> What to do: Copy out every one of the records below, word for word.

**** Records for the task

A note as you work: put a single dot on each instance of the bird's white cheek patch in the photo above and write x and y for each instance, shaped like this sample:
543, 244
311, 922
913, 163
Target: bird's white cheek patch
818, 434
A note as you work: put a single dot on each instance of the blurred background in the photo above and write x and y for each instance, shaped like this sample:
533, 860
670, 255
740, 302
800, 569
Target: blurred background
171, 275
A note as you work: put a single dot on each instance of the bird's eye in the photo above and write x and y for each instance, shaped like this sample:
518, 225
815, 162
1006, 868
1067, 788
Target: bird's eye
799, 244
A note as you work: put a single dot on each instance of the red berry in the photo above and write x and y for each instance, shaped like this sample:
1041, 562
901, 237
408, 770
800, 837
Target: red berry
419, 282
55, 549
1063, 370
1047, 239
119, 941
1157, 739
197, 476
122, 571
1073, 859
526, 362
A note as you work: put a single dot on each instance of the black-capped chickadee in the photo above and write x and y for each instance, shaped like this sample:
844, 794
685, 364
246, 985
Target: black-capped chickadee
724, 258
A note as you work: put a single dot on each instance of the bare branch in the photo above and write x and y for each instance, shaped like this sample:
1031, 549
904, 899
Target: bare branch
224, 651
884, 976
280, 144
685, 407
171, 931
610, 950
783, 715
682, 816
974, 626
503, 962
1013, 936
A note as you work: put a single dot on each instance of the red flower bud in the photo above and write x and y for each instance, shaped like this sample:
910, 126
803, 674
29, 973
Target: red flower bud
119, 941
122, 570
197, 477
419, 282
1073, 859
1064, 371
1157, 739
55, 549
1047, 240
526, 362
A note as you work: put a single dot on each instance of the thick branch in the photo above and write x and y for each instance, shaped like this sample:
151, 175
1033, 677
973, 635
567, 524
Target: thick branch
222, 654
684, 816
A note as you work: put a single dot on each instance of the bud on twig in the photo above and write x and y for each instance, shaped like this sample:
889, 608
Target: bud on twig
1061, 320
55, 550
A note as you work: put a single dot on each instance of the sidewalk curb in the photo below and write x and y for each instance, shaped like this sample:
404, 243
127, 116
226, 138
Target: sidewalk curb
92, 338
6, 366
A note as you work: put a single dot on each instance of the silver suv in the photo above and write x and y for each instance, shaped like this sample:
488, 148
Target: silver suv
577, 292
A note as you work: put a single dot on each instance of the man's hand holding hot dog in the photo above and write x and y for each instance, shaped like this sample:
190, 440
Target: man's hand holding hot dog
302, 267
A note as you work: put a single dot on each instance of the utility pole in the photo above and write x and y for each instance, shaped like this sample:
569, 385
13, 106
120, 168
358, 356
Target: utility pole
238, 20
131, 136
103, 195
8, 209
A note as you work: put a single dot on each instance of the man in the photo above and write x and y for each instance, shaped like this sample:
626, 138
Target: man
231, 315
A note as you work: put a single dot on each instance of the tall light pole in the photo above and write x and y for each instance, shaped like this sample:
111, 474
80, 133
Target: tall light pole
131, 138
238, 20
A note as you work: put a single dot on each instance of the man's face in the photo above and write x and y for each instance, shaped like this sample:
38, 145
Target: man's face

********

> Result for this task:
A note as you work: put a single dot on each instance of the bird's white cheek patch in the photo above and write x and y for each instance, shaped like this sample:
543, 244
311, 922
913, 163
Target: bird's white cheek patch
818, 434
A note as you work: put a single dot on each instance of the blurred background in the photo above and write x and y for each instance, shaped like this sample:
533, 860
670, 255
740, 302
800, 569
Target: blurred background
171, 275
A note as you work: put a single dot on each instance of the bird's eye in the photo above and write x and y for each instance, shaped like this sample:
518, 225
815, 162
1006, 868
1067, 788
Target: bird's eye
799, 244
A note as you work: put a single dot on each instance of the red berry in the photo above and write x and y for each instance, shaped like this sample:
1041, 562
901, 237
408, 770
800, 837
Target: red berry
419, 282
55, 549
1063, 370
1047, 239
119, 941
1157, 739
197, 476
122, 571
1073, 859
526, 362
A note as you work: put a single dot on each instance of the black-capped chickadee in the photo above and write x and y for each instance, shaped like this sample:
844, 794
685, 364
246, 985
Target: black-capped chickadee
724, 258
A note as you work: put a single dot on each instance of the bare branch in the photo above and write x and y for each instance, shaped like this sample:
1031, 549
904, 899
Target: bare branch
224, 651
884, 976
280, 144
685, 407
171, 931
610, 950
783, 715
682, 816
974, 626
503, 962
1013, 936
A note as you work: put a single dot on each instance of the red flower bud in the photo above and write x and y for each instance, shaped like this sample:
910, 126
803, 674
29, 973
Target: red flower bud
119, 941
122, 570
197, 477
419, 282
1073, 859
1064, 371
1157, 739
55, 549
1047, 240
526, 362
A note as you work: put a single dot on each instance of the thick branch in the photo above and write x and y for each instance, shaped like this sample:
151, 175
1033, 677
973, 635
567, 524
Target: thick branch
222, 654
684, 816
A note as you work: put a single dot on each instance of the bud on twig in the photo above and write x and y for each instance, shaped like this sample:
889, 608
Target: bud on twig
1061, 320
55, 550
A note as you work: put a single dot on each instance of the sidewalk curb in the photo below and write x and y for each instance, shaped like this sample:
404, 243
127, 116
226, 138
Target: sidewalk curb
92, 338
6, 366
A note as you work: put a single dot on each instance of the silver suv in the photo above and write x and y for each instance, shaped like this sample:
488, 148
Target: silver suv
577, 292
A note as you work: put a single dot on each instance of the man's hand holding hot dog in the photo above and write x and y for each instance, shaped like this sample:
190, 440
Target: man's hand holding hot dog
302, 267
A note as you work: put a single dot on each instance of the utility pole in the photo above and write x and y for each instance, shaped like this sample:
569, 385
13, 106
120, 168
358, 356
Target: utility pole
238, 20
131, 136
103, 195
8, 209
A note as you work: put a single dot on each instance of the man in the photo above and write x and y for each instance, shaped like this sample:
626, 138
Target: man
231, 315
A note as you work: put a single dot on each instance of the tall light pole in the photo above and write x and y for each instance, shaped like this sample:
111, 474
80, 133
Target: tall light pole
131, 138
238, 20
A note as you work: put a single dot on each instance of the man's face in the photo above and write x and y for each instance, shaped like this sample:
38, 145
Target: man's face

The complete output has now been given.